**Bereitgestellter Auszug**.

----------------------------------------

Fragen und Antworten zur Kabinettsumbildung Stühlerücken, Ersatzfrau oder Nachbesetzung in der Union

Berlin · Fragt man derzeit auf der Unionsseite der Bundesregierung nach einer Kabinettsumbildung, gibt es immer nur eine Antwort: Vor der Wahl von Ursula von der Leyen zur neuen EU-Kommissionspräsidentin nächste Woche wird gar nichts passieren. Und dann?

 Das Namensschild von Ursula von der Leyen vor der Sitzung des Bundeskabinetts im Bundeskanzleramt (Archivbild).

Das Namensschild von Ursula von der Leyen vor der Sitzung des Bundeskabinetts im Bundeskanzleramt (Archivbild).

Foto: dpa/Kay Nietfeld

Vorher sei es unsinnig, Entscheidungen zu treffen, heißt es in der Union, schon weil im Falle eines Scheiterns der CDU-Politikerin im europäischen Parlament Kandidaten beschädigt werden könnten. Von der Leyen würde ihr Amt ohnehin erst am 1. November antreten. Dennoch ist das Rätselraten munter im Gange, wer bei einem Wechsel der Niedersächsin auf Unionsseite ins Bundeskabinett nachrücken könnte.

DIE DIREKTE NACHBESETZUNG

Der einfachste Weg wäre es für Kanzlerin Angela Merkel, einen neuen Verteidigungsminister zu benennen. Merkel wird diese Entscheidung dabei nicht alleine treffen. CDU-Chefin Annegret Kramp-Karrenbauer hat bereits betont, dass solche Entscheidungen gemeinsam gefällt würden.

Bei einem solche direkten Wechsel käme eigentlich nur eine Frau infrage, weil Merkels Aussage gilt, dass der Frauenanteil in ihrem Kabinett gleich hoch bleiben soll. Doch Verteidigungspolitikerinnen oder Anwärterinnen drängen sich in CDU und CSU nicht auf. Allerdings war auch die frühere Familien- und Arbeitsministerin von der Leyen eine Quereinsteigerin gewesen. Dennoch gilt dies mit einer Ausnahme parteiintern als eher unwahrscheinlich - und nur denkbar, falls die CDU-Chefin selbst zugreifen würde.

----------------------------------------

**Erfasste Daten**.
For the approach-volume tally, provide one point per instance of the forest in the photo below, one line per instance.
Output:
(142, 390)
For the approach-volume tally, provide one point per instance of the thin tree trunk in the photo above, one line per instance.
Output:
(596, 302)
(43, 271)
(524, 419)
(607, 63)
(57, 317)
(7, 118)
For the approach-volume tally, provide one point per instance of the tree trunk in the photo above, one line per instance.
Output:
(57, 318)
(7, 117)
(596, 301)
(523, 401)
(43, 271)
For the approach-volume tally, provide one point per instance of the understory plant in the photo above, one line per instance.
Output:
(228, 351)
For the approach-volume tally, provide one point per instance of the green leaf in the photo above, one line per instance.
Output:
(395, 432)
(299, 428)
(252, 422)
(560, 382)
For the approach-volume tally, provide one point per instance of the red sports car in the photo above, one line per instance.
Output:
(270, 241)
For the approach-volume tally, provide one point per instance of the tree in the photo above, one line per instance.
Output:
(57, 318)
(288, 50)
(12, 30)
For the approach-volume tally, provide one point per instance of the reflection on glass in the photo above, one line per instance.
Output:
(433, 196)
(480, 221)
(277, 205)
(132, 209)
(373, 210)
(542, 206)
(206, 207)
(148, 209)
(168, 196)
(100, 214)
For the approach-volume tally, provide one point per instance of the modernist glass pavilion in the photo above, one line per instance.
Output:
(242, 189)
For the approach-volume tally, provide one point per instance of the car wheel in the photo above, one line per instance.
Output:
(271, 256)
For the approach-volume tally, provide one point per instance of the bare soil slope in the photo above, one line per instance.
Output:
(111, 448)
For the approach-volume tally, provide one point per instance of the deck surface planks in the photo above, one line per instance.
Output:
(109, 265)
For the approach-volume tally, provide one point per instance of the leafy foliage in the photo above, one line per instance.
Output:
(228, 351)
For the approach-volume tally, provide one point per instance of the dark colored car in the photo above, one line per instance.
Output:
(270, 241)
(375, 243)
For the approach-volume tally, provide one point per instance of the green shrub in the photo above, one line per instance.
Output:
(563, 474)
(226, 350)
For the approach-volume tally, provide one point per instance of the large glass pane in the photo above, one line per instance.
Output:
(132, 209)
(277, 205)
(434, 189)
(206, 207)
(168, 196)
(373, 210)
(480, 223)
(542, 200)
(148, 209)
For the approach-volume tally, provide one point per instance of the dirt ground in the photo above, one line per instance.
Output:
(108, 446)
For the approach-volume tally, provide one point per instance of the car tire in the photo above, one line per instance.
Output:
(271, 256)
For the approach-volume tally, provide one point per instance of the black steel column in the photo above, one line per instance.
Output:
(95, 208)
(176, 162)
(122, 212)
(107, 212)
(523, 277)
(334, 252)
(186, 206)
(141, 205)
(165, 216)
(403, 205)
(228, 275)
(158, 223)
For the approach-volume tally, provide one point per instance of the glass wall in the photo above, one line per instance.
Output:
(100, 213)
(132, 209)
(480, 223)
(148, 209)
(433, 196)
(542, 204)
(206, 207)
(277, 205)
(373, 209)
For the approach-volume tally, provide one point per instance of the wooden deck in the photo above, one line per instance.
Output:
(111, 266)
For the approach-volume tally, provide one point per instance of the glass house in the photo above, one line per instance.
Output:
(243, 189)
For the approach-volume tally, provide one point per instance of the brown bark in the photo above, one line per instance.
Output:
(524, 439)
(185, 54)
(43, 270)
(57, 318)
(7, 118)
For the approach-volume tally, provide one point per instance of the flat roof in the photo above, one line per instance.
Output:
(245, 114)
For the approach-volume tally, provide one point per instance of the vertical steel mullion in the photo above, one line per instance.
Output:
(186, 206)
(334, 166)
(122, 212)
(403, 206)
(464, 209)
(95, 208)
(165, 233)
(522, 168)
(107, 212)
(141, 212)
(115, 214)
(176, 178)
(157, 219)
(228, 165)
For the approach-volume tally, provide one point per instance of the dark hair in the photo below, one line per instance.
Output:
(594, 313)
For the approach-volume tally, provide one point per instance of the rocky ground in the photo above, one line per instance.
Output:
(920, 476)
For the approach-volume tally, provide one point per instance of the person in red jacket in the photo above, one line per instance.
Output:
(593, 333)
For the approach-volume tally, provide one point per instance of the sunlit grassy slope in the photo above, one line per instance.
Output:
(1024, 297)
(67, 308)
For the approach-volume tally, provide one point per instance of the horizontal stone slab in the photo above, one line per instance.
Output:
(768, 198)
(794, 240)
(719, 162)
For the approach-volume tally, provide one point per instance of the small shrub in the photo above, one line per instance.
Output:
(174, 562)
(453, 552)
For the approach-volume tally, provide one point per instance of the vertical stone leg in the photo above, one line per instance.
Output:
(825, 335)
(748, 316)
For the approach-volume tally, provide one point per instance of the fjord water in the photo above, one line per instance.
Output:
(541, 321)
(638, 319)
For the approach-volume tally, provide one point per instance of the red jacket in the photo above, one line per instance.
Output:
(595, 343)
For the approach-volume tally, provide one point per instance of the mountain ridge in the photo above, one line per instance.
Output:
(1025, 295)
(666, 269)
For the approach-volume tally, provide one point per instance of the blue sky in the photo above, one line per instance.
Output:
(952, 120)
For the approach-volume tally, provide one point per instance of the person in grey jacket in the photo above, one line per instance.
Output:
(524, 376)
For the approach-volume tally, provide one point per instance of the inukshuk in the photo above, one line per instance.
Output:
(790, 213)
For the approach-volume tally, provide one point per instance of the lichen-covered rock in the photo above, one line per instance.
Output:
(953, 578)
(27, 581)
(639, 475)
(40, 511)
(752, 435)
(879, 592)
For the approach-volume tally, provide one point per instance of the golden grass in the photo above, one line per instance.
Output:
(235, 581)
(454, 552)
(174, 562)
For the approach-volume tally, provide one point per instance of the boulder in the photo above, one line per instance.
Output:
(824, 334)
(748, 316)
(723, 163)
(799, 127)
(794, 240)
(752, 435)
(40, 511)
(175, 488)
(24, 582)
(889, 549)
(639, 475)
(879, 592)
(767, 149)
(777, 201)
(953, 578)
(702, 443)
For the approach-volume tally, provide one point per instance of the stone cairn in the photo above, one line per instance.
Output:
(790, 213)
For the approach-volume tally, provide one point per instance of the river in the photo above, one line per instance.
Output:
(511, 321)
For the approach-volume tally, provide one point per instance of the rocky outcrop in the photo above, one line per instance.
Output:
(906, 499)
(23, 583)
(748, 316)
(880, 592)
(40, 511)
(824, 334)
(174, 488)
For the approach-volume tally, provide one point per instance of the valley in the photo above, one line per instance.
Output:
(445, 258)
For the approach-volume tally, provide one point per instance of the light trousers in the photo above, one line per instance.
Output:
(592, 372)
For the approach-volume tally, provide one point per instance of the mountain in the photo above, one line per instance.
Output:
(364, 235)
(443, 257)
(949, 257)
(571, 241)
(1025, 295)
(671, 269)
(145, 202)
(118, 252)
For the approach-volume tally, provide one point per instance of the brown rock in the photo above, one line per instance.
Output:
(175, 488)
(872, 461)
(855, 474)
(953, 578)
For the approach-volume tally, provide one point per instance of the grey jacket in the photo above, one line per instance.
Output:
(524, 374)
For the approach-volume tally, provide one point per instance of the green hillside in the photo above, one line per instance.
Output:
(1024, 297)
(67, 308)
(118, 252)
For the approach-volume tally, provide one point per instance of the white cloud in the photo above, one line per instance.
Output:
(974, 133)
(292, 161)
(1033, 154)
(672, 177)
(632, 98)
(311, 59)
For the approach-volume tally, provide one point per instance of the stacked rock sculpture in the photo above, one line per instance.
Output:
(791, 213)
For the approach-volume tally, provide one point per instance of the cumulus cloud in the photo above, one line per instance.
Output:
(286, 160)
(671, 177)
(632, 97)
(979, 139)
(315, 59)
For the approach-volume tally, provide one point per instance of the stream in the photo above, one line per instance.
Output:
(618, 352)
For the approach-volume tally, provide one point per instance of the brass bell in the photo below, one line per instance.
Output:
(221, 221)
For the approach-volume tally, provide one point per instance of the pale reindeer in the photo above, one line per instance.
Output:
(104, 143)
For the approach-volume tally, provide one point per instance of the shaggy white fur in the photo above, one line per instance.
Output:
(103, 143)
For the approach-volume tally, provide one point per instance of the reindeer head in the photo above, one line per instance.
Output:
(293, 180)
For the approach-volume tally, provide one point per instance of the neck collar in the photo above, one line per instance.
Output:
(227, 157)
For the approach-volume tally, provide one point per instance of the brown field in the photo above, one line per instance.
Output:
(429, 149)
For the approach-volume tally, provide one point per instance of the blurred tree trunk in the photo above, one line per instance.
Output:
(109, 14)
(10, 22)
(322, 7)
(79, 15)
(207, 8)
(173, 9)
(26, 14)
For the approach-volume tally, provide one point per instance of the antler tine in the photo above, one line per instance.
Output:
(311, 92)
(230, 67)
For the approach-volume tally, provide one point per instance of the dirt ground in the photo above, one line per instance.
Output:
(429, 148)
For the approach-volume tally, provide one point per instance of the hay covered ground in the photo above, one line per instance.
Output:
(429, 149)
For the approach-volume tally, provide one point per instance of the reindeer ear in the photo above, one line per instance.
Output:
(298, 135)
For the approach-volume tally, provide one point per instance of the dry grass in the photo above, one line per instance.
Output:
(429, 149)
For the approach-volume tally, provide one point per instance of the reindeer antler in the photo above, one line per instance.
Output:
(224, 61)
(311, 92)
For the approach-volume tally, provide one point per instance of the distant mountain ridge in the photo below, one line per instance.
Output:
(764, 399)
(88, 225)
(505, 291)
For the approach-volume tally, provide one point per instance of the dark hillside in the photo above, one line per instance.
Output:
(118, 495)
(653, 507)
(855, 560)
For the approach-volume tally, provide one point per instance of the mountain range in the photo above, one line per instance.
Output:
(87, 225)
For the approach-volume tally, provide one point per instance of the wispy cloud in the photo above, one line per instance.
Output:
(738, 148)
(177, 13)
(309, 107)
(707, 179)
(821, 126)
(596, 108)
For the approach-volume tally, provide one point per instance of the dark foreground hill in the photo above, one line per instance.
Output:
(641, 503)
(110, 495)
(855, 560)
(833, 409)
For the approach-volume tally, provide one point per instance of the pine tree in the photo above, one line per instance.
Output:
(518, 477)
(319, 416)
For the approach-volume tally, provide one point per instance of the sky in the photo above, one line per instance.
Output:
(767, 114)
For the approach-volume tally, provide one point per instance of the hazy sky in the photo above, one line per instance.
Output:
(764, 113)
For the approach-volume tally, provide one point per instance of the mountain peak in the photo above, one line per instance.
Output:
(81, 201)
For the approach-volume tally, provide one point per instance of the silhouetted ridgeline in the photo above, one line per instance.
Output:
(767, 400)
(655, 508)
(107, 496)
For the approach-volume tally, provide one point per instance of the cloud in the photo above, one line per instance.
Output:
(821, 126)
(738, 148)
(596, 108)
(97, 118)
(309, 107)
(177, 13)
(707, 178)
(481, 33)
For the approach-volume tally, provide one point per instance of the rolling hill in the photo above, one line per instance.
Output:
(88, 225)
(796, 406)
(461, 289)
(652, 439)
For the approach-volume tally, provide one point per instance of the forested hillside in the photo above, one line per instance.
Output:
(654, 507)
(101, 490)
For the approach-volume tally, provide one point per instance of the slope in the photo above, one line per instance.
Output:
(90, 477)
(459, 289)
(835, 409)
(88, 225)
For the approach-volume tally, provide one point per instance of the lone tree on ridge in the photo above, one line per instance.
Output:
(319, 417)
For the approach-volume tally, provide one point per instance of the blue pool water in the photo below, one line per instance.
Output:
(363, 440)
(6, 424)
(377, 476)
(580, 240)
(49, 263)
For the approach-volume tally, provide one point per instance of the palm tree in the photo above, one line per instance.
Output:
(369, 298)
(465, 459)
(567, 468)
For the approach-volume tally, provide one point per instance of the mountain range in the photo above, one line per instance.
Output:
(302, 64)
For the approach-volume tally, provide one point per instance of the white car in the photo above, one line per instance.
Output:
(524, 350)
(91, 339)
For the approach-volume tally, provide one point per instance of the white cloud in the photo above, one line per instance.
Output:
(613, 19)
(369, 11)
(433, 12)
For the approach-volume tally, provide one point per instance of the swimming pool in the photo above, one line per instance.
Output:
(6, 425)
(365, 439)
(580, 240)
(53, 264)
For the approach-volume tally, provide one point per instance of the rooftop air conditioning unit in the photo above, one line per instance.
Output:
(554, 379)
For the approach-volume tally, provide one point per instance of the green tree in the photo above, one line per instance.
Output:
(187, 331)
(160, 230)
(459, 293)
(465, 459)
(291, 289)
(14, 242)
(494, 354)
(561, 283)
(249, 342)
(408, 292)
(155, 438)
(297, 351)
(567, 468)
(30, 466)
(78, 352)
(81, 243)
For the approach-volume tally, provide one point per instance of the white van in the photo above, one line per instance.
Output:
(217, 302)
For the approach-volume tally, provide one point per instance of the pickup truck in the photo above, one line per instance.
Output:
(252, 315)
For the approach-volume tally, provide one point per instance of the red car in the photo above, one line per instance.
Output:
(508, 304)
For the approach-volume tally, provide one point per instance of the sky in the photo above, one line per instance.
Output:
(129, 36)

----------------------------------------

**Aufgabe A**.
Beantworte anhand des Artikels zur Kabinettsumbildung kurz diese Fragen:
(i) An welchem Tag würde von der Leyen ihr neues Amt antreten?
(ii) Wer hat betont, dass solche Entscheidungen gemeinsam gefällt würden?
(iii) Welche Ministerämter hatte von der Leyen laut Artikel früher inne?
**Aufgabe B**.
Schreibe den Artikel zur Kabinettsumbildung in der Union ab seinem letzten Satz weiter.

**Ergebnis A**.
(i) Am 1. November.
(ii) CDU-Chefin Annegret Kramp-Karrenbauer.
(iii) Sie war Familien- und Arbeitsministerin.

**Ergebnis B**.
DIE AMBITIONEN DER CDU-CHEFIN

Dafür würden aus Sicht etlicher Kollegen im CDU-Bundesvorstand zwei Dinge sprechen. Zum einen würde Kramp-Karrenbauers Profil durchaus passen. Denn die frühere saarländische Ministerpräsident kennt sich als langjährige Innenministerin an der Saar mit Sicherheitsfragen aus. Sie spricht Englisch und Französisch, was für internationale Abstimmungen als wichtig erachtet wird. Kramp-Karrenbauer betonte zudem immer wieder - zuletzt bei einem Besuch in Israel -, dass Deutschland seine Verteidigungsanstrengungen erhöhen müsse. Zum anderen gibt es parteiintern immer wieder Ratschläge, dass Kramp-Karrenbauer ins Kabinett eintreten sollte. Denn in Umfragen waren ihre Sympathiewerte nach einem anfänglichen Hoch erheblich gesunken. Einige raten ihr, neues Profil über einen Ministerposten zu suchen. Allerdings: Kramp-Karrenbauer betont, dass sie ihre Rolle weiter außerhalb des Kabinetts sieht.

DER RINGTAUSCH

Als wahrscheinlichste Variante wird gehandelt, dass ein Minister auf den Verteidigungsposten nachrückt und damit ein weiterer Kabinettsposten frei wird. Dabei wird vor allem der Name von Gesundheitsminister Jens Spahn genannt. Als "Favorit" der Spekulationen gilt, dass für ihn dann Annette Widmann-Mauz nachrücken könnte: Die derzeitige Staatsministerin für Integration ist eine ausgewiesene Gesundheitsexpertin - und sie kommt aus dem wichtigen CDU-Landesverband Baden-Württemberg, der nach dem baldigen Abgang von EU-Kommissar Günther Oettinger gar nicht mehr in der ersten Reihe der Posten vertreten wäre. An ihre Stelle im Kanzleramt könnte dann beispielsweise die nordrhein-westfälische Integrations-Staatssekretärin Serap Güler nachrücken.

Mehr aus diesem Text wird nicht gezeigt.